= Exercise instructions =
Using the entries below, quote exactly the span of lines that begins with the line containing "Target: hyrax's ear" and ends with the final line.

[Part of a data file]
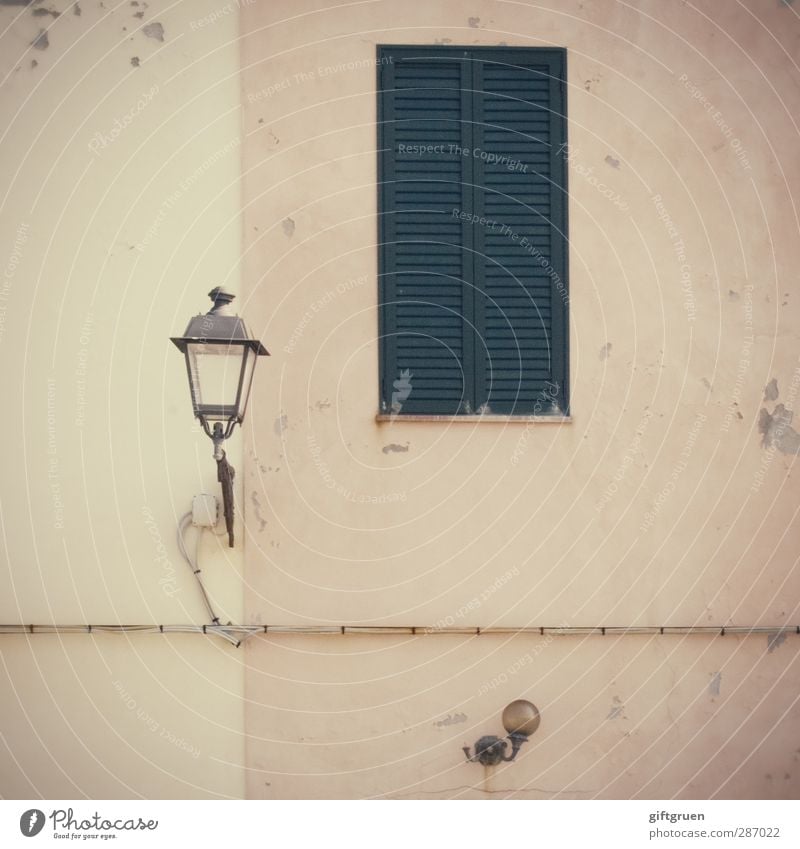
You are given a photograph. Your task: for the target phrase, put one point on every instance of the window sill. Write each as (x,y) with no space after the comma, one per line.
(382,418)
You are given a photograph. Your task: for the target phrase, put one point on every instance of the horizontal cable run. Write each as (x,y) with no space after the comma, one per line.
(241,632)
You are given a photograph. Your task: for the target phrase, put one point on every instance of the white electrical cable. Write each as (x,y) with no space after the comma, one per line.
(184,522)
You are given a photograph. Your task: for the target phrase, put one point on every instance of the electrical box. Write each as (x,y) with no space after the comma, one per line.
(205,511)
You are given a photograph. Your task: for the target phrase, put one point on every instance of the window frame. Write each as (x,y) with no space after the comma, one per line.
(560,301)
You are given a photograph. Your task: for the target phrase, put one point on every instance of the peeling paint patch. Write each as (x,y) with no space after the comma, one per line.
(775,640)
(394,447)
(771,390)
(257,510)
(41,42)
(776,431)
(154,30)
(451,719)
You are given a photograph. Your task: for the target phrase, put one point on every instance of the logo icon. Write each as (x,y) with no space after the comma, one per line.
(31,822)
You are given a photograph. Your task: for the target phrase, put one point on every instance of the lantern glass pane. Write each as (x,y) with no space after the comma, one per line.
(215,371)
(248,367)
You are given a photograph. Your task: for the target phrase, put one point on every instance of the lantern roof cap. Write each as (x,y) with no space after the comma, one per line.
(219,326)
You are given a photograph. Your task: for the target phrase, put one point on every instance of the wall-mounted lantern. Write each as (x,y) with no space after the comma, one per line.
(520,719)
(220,361)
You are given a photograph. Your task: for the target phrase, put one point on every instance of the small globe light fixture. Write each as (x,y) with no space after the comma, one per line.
(520,719)
(220,361)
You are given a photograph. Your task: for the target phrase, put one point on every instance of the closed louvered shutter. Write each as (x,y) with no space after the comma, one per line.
(472,230)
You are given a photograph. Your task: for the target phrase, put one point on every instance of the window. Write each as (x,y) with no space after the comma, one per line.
(473,233)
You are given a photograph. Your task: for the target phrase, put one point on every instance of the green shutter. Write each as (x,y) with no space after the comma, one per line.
(468,316)
(520,251)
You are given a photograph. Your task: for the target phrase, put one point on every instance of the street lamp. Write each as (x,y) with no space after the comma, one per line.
(220,361)
(520,719)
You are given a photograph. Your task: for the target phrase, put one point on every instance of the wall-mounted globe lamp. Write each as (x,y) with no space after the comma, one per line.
(220,361)
(520,719)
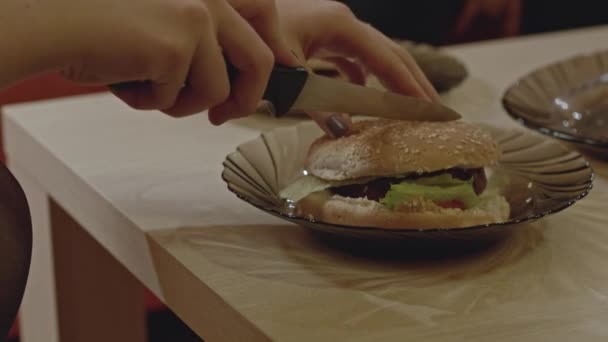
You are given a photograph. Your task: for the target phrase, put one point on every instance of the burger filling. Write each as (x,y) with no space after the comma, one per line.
(452,188)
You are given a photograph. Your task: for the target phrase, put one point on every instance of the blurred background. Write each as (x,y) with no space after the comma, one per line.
(437,22)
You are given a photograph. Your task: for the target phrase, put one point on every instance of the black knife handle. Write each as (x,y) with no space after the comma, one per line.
(284,86)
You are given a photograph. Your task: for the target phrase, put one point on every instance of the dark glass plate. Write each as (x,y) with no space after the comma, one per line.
(544,178)
(567,100)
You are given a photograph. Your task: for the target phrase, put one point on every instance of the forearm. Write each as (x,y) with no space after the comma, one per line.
(28,40)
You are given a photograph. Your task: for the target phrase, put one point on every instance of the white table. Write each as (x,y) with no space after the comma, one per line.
(124,199)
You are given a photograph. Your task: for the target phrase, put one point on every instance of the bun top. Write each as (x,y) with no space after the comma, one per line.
(381,148)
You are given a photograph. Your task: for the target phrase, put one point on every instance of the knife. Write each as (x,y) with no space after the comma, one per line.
(295,89)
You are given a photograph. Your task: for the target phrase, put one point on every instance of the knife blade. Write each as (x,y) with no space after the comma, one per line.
(295,89)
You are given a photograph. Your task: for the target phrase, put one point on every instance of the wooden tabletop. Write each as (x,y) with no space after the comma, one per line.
(148,188)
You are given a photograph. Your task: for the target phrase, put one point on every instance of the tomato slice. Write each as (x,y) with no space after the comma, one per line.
(451,204)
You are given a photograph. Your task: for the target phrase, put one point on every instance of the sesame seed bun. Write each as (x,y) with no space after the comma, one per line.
(421,214)
(382,148)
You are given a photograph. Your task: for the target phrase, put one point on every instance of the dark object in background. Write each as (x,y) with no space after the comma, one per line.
(552,15)
(15,248)
(421,21)
(433,22)
(443,71)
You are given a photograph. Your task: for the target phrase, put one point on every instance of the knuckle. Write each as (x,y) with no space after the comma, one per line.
(340,10)
(266,4)
(218,95)
(194,13)
(264,61)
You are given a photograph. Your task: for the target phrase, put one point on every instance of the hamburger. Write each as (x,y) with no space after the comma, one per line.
(401,174)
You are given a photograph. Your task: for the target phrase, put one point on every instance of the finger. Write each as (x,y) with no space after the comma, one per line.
(353,71)
(512,18)
(263,17)
(368,45)
(416,71)
(208,84)
(160,94)
(469,12)
(162,90)
(334,124)
(254,61)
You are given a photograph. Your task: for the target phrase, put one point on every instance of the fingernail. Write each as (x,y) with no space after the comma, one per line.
(296,56)
(336,126)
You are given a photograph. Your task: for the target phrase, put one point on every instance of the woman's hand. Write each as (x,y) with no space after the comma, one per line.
(163,54)
(328,29)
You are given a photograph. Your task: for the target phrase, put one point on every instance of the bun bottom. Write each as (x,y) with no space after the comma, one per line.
(360,212)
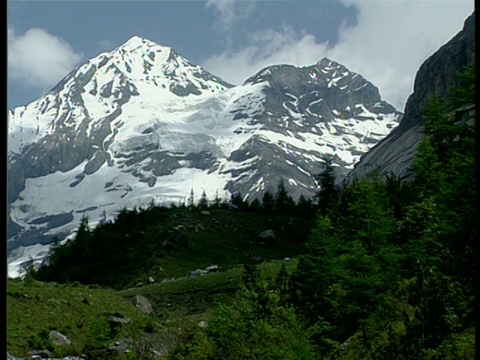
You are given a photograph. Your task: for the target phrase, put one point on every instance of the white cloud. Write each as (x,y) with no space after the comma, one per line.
(39,59)
(224,11)
(387,45)
(229,12)
(268,48)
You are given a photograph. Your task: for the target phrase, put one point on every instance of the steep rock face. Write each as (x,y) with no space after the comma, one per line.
(437,75)
(141,124)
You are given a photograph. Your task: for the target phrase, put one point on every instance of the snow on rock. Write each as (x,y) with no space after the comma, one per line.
(141,124)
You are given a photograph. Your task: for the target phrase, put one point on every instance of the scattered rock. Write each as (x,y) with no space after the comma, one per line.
(58,338)
(115,321)
(142,304)
(212,268)
(40,354)
(267,236)
(198,272)
(202,324)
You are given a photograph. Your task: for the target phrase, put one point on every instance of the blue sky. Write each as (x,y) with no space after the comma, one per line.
(384,40)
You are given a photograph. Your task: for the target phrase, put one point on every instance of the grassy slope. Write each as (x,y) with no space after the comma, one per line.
(79,312)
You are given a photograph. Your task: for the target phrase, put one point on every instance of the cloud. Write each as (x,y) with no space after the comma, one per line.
(224,11)
(389,42)
(39,59)
(267,48)
(229,12)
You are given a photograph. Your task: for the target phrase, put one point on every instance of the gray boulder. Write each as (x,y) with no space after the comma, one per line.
(58,338)
(143,304)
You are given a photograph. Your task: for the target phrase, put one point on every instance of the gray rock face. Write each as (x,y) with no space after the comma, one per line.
(435,78)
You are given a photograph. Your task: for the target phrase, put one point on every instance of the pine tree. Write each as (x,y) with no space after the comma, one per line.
(328,193)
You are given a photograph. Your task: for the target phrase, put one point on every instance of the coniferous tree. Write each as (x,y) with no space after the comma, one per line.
(328,193)
(203,202)
(284,203)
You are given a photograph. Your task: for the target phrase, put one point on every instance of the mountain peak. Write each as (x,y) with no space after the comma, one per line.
(138,42)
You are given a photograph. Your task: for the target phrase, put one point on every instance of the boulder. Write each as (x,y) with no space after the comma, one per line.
(267,237)
(58,338)
(142,304)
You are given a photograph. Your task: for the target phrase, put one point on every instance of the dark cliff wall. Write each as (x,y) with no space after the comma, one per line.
(436,76)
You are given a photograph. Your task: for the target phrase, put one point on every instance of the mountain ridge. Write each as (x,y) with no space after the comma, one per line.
(141,124)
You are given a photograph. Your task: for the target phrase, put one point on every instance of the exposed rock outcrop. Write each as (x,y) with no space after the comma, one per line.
(435,78)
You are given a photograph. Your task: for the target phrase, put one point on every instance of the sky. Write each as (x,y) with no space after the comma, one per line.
(385,41)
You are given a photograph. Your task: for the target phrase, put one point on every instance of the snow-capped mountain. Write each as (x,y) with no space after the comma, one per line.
(142,124)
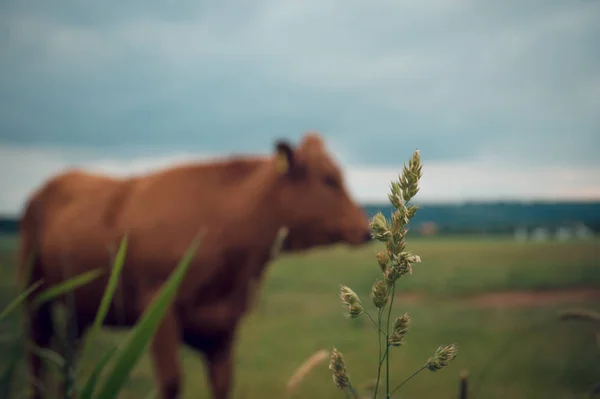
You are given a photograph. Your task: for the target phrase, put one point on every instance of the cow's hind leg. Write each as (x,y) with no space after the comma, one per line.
(40,332)
(220,366)
(165,353)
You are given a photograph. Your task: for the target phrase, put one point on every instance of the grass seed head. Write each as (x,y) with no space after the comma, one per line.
(442,357)
(338,367)
(400,329)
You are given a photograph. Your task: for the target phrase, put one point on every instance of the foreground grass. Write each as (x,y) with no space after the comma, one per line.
(300,313)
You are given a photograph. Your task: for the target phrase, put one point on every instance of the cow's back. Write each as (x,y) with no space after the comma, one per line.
(69,222)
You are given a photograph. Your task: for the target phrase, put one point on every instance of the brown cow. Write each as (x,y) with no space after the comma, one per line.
(76,217)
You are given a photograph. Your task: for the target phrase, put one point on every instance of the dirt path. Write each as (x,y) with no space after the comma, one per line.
(511,299)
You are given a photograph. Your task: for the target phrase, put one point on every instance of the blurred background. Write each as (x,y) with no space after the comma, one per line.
(501,98)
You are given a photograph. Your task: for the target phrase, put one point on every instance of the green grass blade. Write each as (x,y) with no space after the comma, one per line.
(128,356)
(19,300)
(88,388)
(111,286)
(67,286)
(7,377)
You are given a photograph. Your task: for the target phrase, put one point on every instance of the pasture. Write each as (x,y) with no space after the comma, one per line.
(497,299)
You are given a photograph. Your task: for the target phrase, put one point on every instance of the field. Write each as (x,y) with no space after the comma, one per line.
(497,299)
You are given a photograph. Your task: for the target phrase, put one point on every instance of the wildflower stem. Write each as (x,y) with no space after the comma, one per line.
(409,378)
(380,314)
(378,325)
(387,345)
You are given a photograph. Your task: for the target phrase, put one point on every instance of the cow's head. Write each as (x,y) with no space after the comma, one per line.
(317,207)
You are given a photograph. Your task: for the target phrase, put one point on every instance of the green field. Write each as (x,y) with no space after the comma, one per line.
(449,299)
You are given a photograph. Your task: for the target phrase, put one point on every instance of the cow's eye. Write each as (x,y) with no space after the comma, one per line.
(331,182)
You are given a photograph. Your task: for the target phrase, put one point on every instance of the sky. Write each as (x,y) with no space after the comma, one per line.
(501,98)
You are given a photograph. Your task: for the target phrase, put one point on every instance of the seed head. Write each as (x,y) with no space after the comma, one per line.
(382,258)
(442,357)
(400,329)
(379,294)
(355,310)
(379,227)
(348,296)
(338,367)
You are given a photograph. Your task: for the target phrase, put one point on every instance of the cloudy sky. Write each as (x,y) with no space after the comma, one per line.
(502,98)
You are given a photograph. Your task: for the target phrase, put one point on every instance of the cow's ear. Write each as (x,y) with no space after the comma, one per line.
(284,157)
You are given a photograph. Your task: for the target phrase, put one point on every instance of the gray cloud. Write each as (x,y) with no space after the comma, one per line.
(458,80)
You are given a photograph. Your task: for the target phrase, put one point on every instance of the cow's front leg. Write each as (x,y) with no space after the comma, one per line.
(220,366)
(165,354)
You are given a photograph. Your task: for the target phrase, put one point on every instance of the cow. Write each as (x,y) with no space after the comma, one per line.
(240,202)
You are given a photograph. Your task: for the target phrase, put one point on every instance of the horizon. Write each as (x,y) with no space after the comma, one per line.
(499,110)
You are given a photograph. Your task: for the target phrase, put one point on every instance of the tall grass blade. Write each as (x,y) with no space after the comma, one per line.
(19,300)
(90,385)
(137,341)
(7,377)
(67,286)
(111,286)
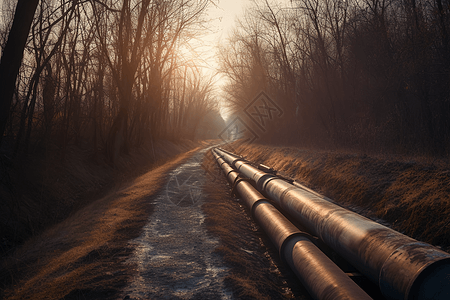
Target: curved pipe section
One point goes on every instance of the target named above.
(403, 268)
(320, 276)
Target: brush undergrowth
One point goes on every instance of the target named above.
(42, 189)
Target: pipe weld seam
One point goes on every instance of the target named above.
(300, 234)
(236, 182)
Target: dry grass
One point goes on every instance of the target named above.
(412, 195)
(40, 190)
(255, 271)
(82, 257)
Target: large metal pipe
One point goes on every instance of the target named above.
(320, 276)
(402, 267)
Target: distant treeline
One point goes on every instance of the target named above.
(371, 75)
(107, 73)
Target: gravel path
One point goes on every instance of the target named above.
(174, 253)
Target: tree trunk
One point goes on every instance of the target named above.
(12, 56)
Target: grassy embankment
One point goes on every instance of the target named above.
(84, 256)
(412, 194)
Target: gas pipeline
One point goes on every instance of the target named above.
(318, 274)
(402, 267)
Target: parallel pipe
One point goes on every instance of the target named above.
(402, 267)
(320, 276)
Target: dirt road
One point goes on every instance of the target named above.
(173, 233)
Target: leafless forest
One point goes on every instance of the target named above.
(369, 75)
(108, 74)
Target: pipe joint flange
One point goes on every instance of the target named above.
(233, 164)
(236, 181)
(300, 235)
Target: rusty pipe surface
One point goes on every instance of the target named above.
(402, 267)
(318, 274)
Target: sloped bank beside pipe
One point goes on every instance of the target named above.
(320, 276)
(402, 267)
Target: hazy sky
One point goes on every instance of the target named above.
(222, 20)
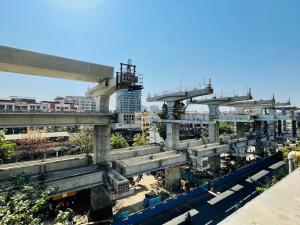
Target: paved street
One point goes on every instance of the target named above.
(213, 207)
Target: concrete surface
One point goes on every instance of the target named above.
(54, 119)
(279, 205)
(27, 62)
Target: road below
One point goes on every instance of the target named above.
(213, 207)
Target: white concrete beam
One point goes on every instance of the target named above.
(33, 63)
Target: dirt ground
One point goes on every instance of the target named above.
(135, 202)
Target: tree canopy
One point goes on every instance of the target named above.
(140, 139)
(118, 141)
(7, 149)
(225, 128)
(83, 140)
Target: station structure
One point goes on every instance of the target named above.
(259, 123)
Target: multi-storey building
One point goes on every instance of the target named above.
(21, 104)
(128, 101)
(85, 103)
(25, 104)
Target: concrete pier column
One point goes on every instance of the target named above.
(214, 163)
(279, 127)
(294, 128)
(173, 178)
(172, 138)
(284, 124)
(240, 129)
(258, 127)
(102, 103)
(213, 129)
(101, 204)
(259, 149)
(102, 146)
(265, 127)
(213, 132)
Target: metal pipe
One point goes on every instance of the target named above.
(291, 157)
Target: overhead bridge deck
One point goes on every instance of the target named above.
(148, 163)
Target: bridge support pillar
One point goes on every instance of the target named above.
(258, 127)
(213, 132)
(101, 204)
(294, 128)
(172, 135)
(102, 147)
(240, 129)
(259, 149)
(279, 127)
(213, 129)
(173, 178)
(214, 163)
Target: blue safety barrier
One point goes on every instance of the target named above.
(147, 213)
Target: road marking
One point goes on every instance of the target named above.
(180, 219)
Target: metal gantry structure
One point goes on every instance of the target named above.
(108, 173)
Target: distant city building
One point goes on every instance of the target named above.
(21, 104)
(153, 109)
(85, 103)
(128, 101)
(143, 118)
(25, 104)
(144, 108)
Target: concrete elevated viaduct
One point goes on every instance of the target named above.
(91, 172)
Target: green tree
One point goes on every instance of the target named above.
(7, 149)
(140, 139)
(162, 130)
(25, 202)
(65, 217)
(83, 140)
(290, 148)
(118, 141)
(225, 128)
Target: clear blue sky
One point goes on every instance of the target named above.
(238, 44)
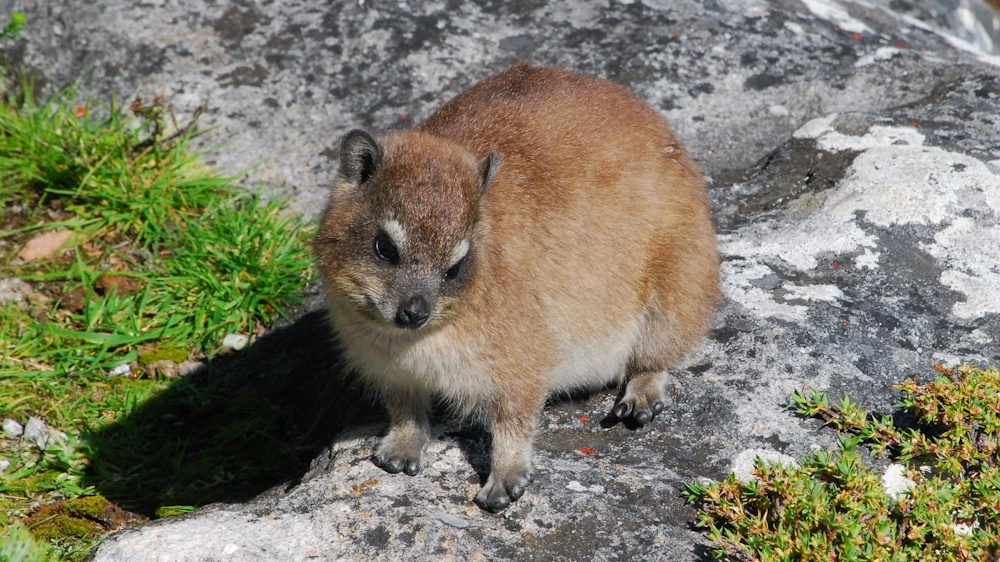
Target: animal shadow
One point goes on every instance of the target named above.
(249, 421)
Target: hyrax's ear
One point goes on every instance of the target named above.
(360, 157)
(487, 169)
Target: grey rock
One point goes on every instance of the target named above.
(12, 429)
(35, 431)
(853, 151)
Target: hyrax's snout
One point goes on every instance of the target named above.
(413, 313)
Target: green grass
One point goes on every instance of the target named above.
(833, 506)
(166, 258)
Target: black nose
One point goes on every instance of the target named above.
(413, 313)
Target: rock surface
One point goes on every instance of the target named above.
(854, 157)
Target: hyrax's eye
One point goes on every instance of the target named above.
(454, 270)
(385, 249)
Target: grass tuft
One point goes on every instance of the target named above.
(944, 503)
(165, 259)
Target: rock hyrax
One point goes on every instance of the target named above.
(542, 232)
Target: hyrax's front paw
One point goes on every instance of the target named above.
(644, 398)
(504, 487)
(400, 451)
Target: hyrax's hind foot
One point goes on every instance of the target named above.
(402, 450)
(504, 487)
(644, 398)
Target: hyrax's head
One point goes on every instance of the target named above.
(398, 241)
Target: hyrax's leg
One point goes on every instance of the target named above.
(409, 431)
(677, 318)
(511, 470)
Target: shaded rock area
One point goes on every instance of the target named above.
(853, 151)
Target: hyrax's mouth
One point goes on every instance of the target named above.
(413, 313)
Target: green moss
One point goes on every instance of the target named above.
(64, 526)
(174, 354)
(42, 481)
(91, 507)
(172, 510)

= Task solution =
Target: hyrax's ear
One point goes on every instance of the target named above.
(360, 157)
(487, 169)
Target: grey rock
One point goes on every instance of the target named above.
(12, 429)
(35, 431)
(853, 151)
Target: hyrax's snout
One point goes on every instance of the target named above.
(413, 313)
Target: green grass
One point goes on every instance of the target named above.
(833, 506)
(166, 258)
Target: black nose
One point goes on every instance of the target named above.
(413, 313)
Target: rock surface
One point goes on every instance of the target named above.
(854, 157)
Target: hyrax's eye
One point goes on every instance of the target named above.
(454, 270)
(385, 249)
Target: grass tuft
One point goes on every instance of the target named above.
(944, 503)
(165, 259)
Target: rock hyrax
One point goes on every instance of the target named above.
(542, 232)
Target: hyrax's front paw
One point goes on every instance of the target named above.
(644, 398)
(504, 487)
(400, 451)
Target: hyrax's hind foot
One point goes on every instance of the target named above.
(402, 450)
(504, 487)
(644, 398)
Target: hyrax's head
One point goes on every instance of the target named above.
(398, 241)
Target: hyrax's leg
One point goes on every instance of the target named above.
(409, 431)
(677, 318)
(511, 470)
Target: shaded rock area
One point goes on every instance of the target named above.
(853, 151)
Target: hyrax's mouth
One point goes on every instance of the target named above.
(413, 313)
Target: green moss
One point goes on every instance of the target named above.
(64, 526)
(174, 354)
(42, 481)
(91, 507)
(172, 510)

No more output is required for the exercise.